» Given passage:

A first: going into a furniture store alone
After a lovely happy hour with a friend yesterday, I decided to brave a new frontier – the furniture store. I only had one glass of wine so I figured it was safe.
Now, these can be pretty intimidating, even with a spouse. Not to mention overwhelming – the choices, the styles, the prices, the salespeople.
And, boy, there’s nothing that makes you feel quite so alone as the realization that the choice of couch color and style is completely up to you.
I circled the entire showroom twice, maybe three times. I pictured myself sitting on the couches, the dogs lying on the couches. I envisioned vacuuming behind them, moving them. I took down measurements. I bought nothing. Of course, I didn’t expect to really buy anything. This is a major purchase, and I refuse to make it standing on one foot. I felt no pressure. I took photos of stuff I liked, but that’s all I walked out with.

» Raw data:
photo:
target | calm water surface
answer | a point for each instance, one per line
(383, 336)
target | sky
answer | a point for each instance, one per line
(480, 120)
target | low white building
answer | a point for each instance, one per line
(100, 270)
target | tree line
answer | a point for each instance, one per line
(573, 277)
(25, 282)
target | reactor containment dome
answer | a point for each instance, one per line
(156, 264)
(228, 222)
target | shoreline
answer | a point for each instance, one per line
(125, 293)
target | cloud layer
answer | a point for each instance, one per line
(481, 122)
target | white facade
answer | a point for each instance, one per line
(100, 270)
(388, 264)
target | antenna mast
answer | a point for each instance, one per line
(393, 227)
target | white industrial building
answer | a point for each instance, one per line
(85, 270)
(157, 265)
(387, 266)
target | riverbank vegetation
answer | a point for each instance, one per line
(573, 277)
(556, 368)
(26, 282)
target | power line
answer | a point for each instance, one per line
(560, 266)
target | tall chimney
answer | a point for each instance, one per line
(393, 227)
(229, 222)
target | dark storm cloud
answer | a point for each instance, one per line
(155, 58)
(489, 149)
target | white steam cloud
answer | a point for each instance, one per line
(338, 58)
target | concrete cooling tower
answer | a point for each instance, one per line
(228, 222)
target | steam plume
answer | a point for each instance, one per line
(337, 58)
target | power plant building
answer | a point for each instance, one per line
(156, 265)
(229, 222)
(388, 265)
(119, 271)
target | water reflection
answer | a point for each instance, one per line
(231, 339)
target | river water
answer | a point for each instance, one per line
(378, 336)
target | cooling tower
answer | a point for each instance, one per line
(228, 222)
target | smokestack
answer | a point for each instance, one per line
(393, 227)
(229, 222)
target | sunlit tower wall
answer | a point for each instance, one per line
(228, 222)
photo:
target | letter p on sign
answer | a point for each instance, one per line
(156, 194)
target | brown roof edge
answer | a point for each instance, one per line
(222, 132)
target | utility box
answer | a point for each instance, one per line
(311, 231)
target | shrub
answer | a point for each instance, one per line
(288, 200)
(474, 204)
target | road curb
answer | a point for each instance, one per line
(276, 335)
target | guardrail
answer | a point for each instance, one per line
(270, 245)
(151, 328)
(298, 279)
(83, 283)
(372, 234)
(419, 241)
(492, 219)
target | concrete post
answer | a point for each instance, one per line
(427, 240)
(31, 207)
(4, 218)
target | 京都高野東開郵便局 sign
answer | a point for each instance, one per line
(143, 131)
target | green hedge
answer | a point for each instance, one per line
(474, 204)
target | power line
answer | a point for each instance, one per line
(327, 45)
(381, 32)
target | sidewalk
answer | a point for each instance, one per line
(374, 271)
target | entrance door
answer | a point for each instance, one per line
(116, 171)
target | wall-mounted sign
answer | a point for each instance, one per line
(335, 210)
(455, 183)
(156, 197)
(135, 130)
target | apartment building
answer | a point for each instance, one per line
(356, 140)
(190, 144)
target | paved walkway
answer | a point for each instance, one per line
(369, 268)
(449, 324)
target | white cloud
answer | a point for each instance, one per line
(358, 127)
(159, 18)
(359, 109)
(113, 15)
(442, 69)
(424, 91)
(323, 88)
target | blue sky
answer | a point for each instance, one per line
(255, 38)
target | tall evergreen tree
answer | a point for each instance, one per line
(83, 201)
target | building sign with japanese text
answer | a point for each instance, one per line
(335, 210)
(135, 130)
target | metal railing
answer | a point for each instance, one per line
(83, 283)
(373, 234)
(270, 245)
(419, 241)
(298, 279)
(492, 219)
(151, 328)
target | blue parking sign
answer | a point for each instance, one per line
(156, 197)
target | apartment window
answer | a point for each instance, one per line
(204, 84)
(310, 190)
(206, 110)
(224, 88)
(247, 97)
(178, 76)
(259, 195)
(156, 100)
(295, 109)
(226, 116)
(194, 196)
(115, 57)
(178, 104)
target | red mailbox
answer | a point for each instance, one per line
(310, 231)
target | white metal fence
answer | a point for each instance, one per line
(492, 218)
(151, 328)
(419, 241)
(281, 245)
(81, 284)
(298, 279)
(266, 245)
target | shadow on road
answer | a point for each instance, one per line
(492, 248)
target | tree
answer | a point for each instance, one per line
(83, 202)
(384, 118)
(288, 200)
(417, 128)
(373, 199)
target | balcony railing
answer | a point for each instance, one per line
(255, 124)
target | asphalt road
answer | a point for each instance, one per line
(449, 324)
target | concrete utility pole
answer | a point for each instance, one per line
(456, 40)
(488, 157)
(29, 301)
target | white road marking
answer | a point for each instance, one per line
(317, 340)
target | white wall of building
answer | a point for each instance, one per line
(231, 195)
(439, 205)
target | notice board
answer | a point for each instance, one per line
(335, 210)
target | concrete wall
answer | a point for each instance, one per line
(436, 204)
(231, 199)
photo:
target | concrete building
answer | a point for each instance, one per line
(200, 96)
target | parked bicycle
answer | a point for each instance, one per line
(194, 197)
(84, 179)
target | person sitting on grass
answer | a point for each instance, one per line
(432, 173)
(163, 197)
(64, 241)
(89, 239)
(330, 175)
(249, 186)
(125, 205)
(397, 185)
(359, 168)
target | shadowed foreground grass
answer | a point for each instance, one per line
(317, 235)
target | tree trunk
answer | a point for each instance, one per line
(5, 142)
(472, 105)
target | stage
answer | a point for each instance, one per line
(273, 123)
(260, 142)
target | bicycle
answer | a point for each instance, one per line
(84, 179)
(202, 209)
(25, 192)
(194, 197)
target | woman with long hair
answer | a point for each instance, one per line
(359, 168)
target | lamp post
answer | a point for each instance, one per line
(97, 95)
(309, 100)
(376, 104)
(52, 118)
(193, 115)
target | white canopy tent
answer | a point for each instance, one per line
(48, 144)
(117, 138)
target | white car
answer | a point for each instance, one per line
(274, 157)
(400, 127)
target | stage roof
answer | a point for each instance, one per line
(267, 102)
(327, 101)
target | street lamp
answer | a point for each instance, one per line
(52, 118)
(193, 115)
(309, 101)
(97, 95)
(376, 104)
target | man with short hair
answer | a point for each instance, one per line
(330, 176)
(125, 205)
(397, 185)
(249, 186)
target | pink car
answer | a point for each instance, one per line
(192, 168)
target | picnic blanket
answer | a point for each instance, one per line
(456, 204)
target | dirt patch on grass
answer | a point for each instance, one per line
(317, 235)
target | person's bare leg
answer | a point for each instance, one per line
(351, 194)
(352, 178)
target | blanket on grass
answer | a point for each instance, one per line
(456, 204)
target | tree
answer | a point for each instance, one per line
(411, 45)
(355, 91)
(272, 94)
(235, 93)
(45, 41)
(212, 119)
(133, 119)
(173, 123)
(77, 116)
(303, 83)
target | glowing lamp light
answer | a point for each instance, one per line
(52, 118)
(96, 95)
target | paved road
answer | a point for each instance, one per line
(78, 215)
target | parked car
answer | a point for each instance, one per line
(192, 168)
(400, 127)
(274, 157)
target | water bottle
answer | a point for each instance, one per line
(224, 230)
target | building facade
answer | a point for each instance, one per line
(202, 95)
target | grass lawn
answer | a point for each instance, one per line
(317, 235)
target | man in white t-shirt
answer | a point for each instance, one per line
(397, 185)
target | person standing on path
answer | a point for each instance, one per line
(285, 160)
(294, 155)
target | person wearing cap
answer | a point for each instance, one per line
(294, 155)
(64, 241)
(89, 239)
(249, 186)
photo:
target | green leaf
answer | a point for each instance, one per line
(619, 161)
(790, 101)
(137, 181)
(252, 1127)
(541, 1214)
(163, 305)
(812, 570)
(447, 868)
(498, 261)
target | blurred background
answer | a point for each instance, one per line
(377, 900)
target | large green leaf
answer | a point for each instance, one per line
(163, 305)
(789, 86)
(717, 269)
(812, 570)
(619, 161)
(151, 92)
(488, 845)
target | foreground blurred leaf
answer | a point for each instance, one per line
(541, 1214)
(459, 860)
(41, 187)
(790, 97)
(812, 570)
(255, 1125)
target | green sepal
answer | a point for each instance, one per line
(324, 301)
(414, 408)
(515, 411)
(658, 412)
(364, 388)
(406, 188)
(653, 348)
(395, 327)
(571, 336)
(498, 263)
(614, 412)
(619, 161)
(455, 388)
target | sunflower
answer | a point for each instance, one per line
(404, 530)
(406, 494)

» Given instruction 1:
Using the furniture store post, answer each question on its own line, marked (a), (b), (c):
(a) How much wine did the writer drink before going to the store?
(b) How many times did the writer circle the showroom?
(c) What did the writer leave the store with?
» Given instruction 2:
Decide whether each statement agrees with the furniture store post. Answer yes or no, and quote the words from the post that settle it.
(a) The writer went to the furniture store with a spouse.
(b) The writer took down measurements in the showroom.
(c) The writer felt pressure to buy something.
» Given instruction 3: Pick up the furniture store post after its final sentence and write what comes next.

» Result 1:
(a) One glass.
(b) Twice, maybe three times.
(c) Photos of stuff the writer liked.

» Result 2:
(a) No: "going into a furniture store alone"
(b) Yes: "I took down measurements."
(c) No: "I felt no pressure."

» Result 3:
I looked at the only other customers in the store: a young couple with a new baby. I remember those days. It seems like it was both yesterday and a lifetime ago. They were excited to be making a purchase, heads together, whispering, no doubt, about how they could afford the purchase, would it survive their children (answer: no), would it fit in the living room… It’s almost hard to believe that they and I are in the same universe sometimes. If this was a movie, the scene would flip from the young couple to Mr. Ex and me 30 years ago. That scene would be faded-looking, clearly the 70′s (elephant bell bottoms, anyone?), but we would be just as hopeful, just as clearly children playing at being grownups. The first furniture purchase – the upgrade from hand-me-downs, college-era, potchkeyed-together stuff.
The following scenes, of course, would show the transitions – sitting on the couch as we held the first baby, cleaning up the spit-up, discovering the cushion that oldest had flipped over after spilling milk on it, waking Mr. Ex at 2:00 am after he would fall asleep watching TV. Arguing after he told me he wanted a divorce.
Wow. You can go through a lot while shopping for furniture. Today I’m looking at what I have to see if any of it will work – maybe I don’t have to buy something else after all.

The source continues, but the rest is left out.